[[ Given entries, beginning ]]

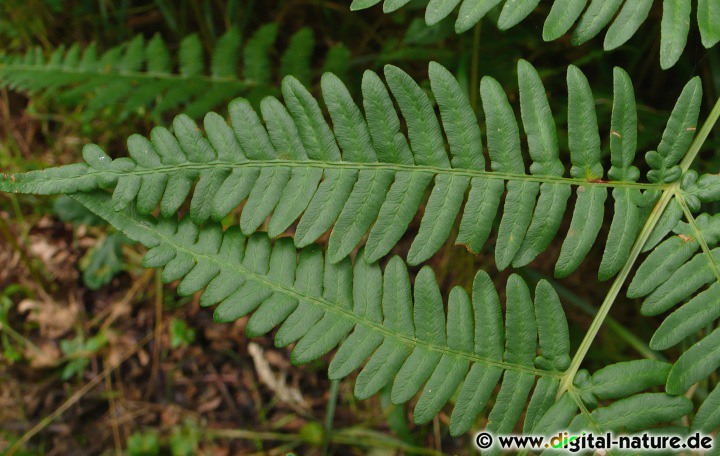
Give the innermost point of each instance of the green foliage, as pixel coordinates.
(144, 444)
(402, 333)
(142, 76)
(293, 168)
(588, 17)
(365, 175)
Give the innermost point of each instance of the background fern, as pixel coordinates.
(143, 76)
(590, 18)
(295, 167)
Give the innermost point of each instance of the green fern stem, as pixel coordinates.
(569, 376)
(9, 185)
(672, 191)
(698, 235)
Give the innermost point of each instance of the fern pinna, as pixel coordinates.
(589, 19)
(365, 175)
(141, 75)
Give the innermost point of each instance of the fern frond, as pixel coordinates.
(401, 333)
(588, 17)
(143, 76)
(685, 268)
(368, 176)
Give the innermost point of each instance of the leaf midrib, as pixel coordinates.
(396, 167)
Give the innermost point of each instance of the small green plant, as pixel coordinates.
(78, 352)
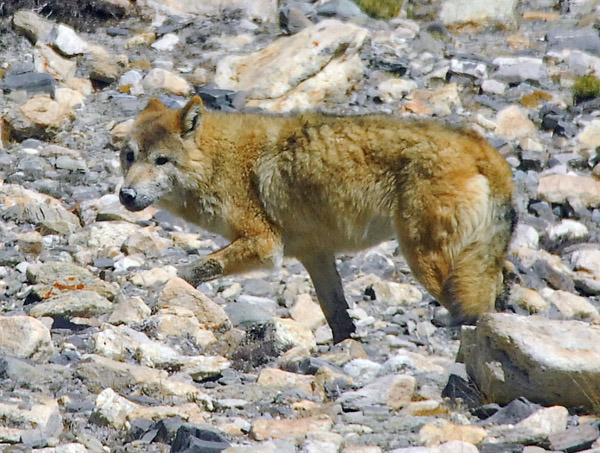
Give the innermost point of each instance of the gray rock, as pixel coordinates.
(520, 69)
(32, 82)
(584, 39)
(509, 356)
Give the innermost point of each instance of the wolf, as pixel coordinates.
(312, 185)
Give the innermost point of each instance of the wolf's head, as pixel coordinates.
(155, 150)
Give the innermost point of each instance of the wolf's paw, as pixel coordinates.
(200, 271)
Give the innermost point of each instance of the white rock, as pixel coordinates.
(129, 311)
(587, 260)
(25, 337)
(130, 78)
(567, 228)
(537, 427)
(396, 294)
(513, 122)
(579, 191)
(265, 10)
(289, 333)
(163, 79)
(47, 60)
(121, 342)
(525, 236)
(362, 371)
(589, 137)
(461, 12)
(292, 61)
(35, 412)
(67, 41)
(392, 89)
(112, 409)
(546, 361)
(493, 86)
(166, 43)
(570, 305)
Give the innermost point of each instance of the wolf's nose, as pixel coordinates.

[[ Given entries, end ]]
[[ Given entries, beginning ]]

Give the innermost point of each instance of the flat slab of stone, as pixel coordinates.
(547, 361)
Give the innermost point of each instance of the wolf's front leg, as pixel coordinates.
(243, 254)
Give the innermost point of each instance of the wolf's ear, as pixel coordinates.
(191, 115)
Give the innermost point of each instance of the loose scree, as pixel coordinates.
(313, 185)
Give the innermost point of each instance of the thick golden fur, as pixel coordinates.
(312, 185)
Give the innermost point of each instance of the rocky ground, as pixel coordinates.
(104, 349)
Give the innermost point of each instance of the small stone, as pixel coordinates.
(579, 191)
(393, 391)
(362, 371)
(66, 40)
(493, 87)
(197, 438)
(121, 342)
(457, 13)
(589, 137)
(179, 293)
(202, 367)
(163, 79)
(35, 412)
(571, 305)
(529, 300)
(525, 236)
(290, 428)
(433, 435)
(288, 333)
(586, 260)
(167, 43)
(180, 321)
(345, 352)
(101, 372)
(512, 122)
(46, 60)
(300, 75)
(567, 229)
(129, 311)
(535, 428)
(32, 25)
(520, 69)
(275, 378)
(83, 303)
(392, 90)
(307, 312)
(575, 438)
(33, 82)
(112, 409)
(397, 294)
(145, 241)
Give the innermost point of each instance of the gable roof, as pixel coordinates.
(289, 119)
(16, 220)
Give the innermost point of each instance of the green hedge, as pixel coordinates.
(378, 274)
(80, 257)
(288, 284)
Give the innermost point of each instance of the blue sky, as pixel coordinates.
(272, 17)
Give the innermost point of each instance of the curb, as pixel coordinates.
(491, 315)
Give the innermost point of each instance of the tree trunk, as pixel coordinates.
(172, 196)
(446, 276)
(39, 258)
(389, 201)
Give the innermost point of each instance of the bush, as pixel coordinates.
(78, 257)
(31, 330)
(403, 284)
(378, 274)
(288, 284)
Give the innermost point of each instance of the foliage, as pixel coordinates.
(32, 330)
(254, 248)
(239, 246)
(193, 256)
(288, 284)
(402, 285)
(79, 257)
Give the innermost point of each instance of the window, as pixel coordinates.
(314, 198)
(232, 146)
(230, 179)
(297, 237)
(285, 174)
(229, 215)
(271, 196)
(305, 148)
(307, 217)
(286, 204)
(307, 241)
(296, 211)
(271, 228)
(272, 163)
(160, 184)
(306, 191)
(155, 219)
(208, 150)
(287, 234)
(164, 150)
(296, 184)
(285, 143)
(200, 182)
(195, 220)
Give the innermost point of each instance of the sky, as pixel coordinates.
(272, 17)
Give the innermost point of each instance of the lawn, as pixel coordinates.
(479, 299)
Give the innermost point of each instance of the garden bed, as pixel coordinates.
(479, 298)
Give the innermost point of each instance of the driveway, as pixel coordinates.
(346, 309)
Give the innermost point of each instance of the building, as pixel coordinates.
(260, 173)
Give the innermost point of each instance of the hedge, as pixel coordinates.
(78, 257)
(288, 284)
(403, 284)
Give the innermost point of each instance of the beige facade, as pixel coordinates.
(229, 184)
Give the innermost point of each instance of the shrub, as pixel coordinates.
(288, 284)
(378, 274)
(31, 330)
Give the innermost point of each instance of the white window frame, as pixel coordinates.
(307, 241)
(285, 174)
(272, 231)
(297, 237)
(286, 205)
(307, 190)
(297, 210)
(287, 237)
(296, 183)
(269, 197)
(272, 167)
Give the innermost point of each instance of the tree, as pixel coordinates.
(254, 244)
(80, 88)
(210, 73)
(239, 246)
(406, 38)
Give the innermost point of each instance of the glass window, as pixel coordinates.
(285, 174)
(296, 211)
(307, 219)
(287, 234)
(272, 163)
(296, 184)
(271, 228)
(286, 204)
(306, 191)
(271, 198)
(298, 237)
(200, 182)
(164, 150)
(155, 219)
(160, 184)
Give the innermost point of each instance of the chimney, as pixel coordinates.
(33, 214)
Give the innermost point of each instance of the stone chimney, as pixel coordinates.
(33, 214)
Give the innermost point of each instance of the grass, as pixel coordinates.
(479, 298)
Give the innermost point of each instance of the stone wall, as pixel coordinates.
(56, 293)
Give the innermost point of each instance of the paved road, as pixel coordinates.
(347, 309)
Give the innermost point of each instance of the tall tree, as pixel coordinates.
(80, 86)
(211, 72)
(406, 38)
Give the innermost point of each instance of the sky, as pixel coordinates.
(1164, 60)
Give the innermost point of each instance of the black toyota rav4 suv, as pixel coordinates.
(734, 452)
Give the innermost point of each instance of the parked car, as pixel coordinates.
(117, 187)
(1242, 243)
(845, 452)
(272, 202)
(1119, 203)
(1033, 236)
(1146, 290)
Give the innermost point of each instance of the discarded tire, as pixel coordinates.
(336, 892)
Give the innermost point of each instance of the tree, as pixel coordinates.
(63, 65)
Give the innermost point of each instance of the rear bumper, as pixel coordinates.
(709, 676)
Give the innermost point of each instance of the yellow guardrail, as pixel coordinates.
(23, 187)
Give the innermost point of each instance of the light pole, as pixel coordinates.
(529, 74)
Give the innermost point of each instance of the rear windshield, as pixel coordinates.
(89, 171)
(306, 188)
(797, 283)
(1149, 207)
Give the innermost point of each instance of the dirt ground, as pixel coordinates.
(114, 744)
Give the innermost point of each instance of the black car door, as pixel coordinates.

[[ Given entries, end ]]

→ Exercise prompt
Scan the records above for the lines holding "paw, as pixel coordinates." and "nose, as pixel coordinates.". Transcribe those two and every line between them word for word, and no others.

→ Your solution
Give the innermost point of each instance of the wolf's paw, as pixel coordinates.
(200, 271)
Give the innermost point of each instance of the white rock, as pixel coordinates.
(129, 311)
(587, 260)
(25, 337)
(130, 78)
(567, 228)
(537, 427)
(396, 294)
(513, 122)
(579, 191)
(265, 10)
(289, 333)
(163, 79)
(47, 60)
(121, 342)
(525, 236)
(362, 371)
(589, 137)
(461, 12)
(292, 61)
(35, 412)
(67, 41)
(392, 89)
(112, 409)
(546, 361)
(493, 86)
(166, 43)
(570, 305)
Give the innermost point of each instance of the wolf's nose, as pixel coordinates.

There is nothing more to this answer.